Письменное задание a:
Определите, соответствуют ли тексту о религиозных салонах Петербурга следующие утверждения: (i) беседы в салонах проводил в том числе митрополит Владимир; (ii) салоны посещали исключительно члены Государственного Совета и сенаторы; (iii) по окончании бесед обмена мнениями не происходило. Для каждого утверждения ответьте «да» или «нет» и приведите точную цитату из текста, на которой основан ответ.

Текст страницы:
Литмир - Электронная Библиотека
Содержание  
A
A

Тогда они бросались в другие двери, хватались за науку, обращались к откровениям Священного Писания, доискивались ответов на запросы встревоженной совести и... нигде не находили этих ответов.

В первом томе своих "Воспоминаний", описывая религиозную атмосферу С.-Петербурга (гл. 57, стр. 247), я указывал на многочисленные "салоны" знати, являвшиеся средоточием религиозной мысли высшего столичного общества. Я и сейчас не могу без боли вспомнить о тех впечатлениях, какие я выносил оттуда, глядя на ту великую духовную жажду, какая влекла в эти салоны лучших людей и какая оставалась неудовлетворенной всеми этими беседами и рефератами на религиозные темы.

Выступал с этими беседами и покойный митрополит С.-Петербургский Владимир и пребывающие в столице епископы, читали свои рефераты и миряне, посещали означенные салоны все, кто хотел, начиная от членов Государственного Совета и сенаторов и кончая гимназистами и семинаристами, не говоря уже о светских дамах, для которых эти беседы являлись чуть ли не единственной духовной пищей, какой они питались.

После бесед происходил обмен мнениями... Я видел, как почтенные генералы, с громкими именами, сановники и вельможи, завершившие уже свой путь, робко подходили к лектору и задавали ему ряд таких вопросов, какие свидетельствовали как об их великой душевной драме, так и о той великой вере, какая была, казалось, способна на героические подвиги и жертвы, но с которой они не знали, что делать.

Я видел и таких, которые даже не решались делиться своими недоуменными вопросами и сомнениями из опасения, чтобы их вопросы не показались слишком элементарными и не обнажили бы их полного неведения в области религии. И эти люди страдали еще больше... Они были постоянными посетителями этих салонов, с особенным вниманием вслушивались в слова лектора, отмечали его слова в своей записной книжке, в надежде осмыслить их и найти в них ответы на мучившие их вопросы.

И глядя на эту подлинную аристократию, какую так строго судили, обвиняя в безверии и лицемерии, в черствости и эгоизме, в гордости и надменности и какая в действительности была виновата только в том, что не знала, что делать с избытком своей веры и как утолить свою жажду добра, я поражался темами духовных бесед и рефератов, подносимых вниманию этих столь ревностных и добросовестных искателей Бога.

Исходные данные:
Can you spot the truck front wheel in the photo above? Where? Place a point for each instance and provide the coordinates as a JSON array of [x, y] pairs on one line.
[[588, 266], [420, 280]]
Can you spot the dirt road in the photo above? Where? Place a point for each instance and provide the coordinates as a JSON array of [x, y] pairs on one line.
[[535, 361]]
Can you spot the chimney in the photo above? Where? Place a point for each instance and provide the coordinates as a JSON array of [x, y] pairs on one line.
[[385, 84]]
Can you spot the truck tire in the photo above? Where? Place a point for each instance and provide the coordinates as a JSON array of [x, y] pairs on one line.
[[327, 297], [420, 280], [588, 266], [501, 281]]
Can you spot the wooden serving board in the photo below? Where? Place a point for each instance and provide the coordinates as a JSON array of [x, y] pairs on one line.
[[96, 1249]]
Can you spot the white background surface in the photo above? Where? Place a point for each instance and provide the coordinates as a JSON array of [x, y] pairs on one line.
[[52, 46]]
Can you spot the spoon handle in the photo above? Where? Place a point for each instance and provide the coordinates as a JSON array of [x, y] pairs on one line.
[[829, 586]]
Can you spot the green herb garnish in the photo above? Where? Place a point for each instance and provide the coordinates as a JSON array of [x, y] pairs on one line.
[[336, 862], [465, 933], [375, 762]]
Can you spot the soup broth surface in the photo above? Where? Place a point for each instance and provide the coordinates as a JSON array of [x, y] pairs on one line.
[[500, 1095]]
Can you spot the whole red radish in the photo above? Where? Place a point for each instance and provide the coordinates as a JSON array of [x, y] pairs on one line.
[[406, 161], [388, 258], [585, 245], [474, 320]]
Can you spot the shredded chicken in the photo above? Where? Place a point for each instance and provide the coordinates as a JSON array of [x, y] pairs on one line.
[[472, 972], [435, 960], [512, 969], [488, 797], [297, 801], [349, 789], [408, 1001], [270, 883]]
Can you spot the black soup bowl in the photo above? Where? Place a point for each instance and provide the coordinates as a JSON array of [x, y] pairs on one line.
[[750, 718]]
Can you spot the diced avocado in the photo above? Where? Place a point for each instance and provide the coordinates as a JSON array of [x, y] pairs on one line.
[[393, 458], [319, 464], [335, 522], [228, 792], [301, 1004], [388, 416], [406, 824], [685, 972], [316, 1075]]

Письменное задание b:
Перепишите строки перечня в виде таблицы Markdown со столбцами «Номер» и «Строка», начиная с первой строки перечня и заканчивая строкой, содержащей «1001], [270, 883]]», включая обе эти строки. Пустые строки в таблицу не включайте.

Решение задания a:
(i) Да: «Выступал с этими беседами и покойный митрополит С.-Петербургский Владимир».
(ii) Нет: «посещали означенные салоны все, кто хотел, начиная от членов Государственного Совета и сенаторов и кончая гимназистами и семинаристами».
(iii) Нет: «После бесед происходил обмен мнениями».

Решение задания b:
| Номер | Строка |
|---|---|
| 1 | Can you spot the truck front wheel in the photo above? Where? Place a point for each instance and provide the coordinates as a JSON array of [x, y] pairs on one line. |
| 2 | [[588, 266], [420, 280]] |
| 3 | Can you spot the dirt road in the photo above? Where? Place a point for each instance and provide the coordinates as a JSON array of [x, y] pairs on one line. |
| 4 | [[535, 361]] |
| 5 | Can you spot the chimney in the photo above? Where? Place a point for each instance and provide the coordinates as a JSON array of [x, y] pairs on one line. |
| 6 | [[385, 84]] |
| 7 | Can you spot the truck tire in the photo above? Where? Place a point for each instance and provide the coordinates as a JSON array of [x, y] pairs on one line. |
| 8 | [[327, 297], [420, 280], [588, 266], [501, 281]] |
| 9 | Can you spot the wooden serving board in the photo below? Where? Place a point for each instance and provide the coordinates as a JSON array of [x, y] pairs on one line. |
| 10 | [[96, 1249]] |
| 11 | Can you spot the white background surface in the photo above? Where? Place a point for each instance and provide the coordinates as a JSON array of [x, y] pairs on one line. |
| 12 | [[52, 46]] |
| 13 | Can you spot the spoon handle in the photo above? Where? Place a point for each instance and provide the coordinates as a JSON array of [x, y] pairs on one line. |
| 14 | [[829, 586]] |
| 15 | Can you spot the green herb garnish in the photo above? Where? Place a point for each instance and provide the coordinates as a JSON array of [x, y] pairs on one line. |
| 16 | [[336, 862], [465, 933], [375, 762]] |
| 17 | Can you spot the soup broth surface in the photo above? Where? Place a point for each instance and provide the coordinates as a JSON array of [x, y] pairs on one line. |
| 18 | [[500, 1095]] |
| 19 | Can you spot the whole red radish in the photo above? Where? Place a point for each instance and provide the coordinates as a JSON array of [x, y] pairs on one line. |
| 20 | [[406, 161], [388, 258], [585, 245], [474, 320]] |
| 21 | Can you spot the shredded chicken in the photo above? Where? Place a point for each instance and provide the coordinates as a JSON array of [x, y] pairs on one line. |
| 22 | [[472, 972], [435, 960], [512, 969], [488, 797], [297, 801], [349, 789], [408, 1001], [270, 883]] |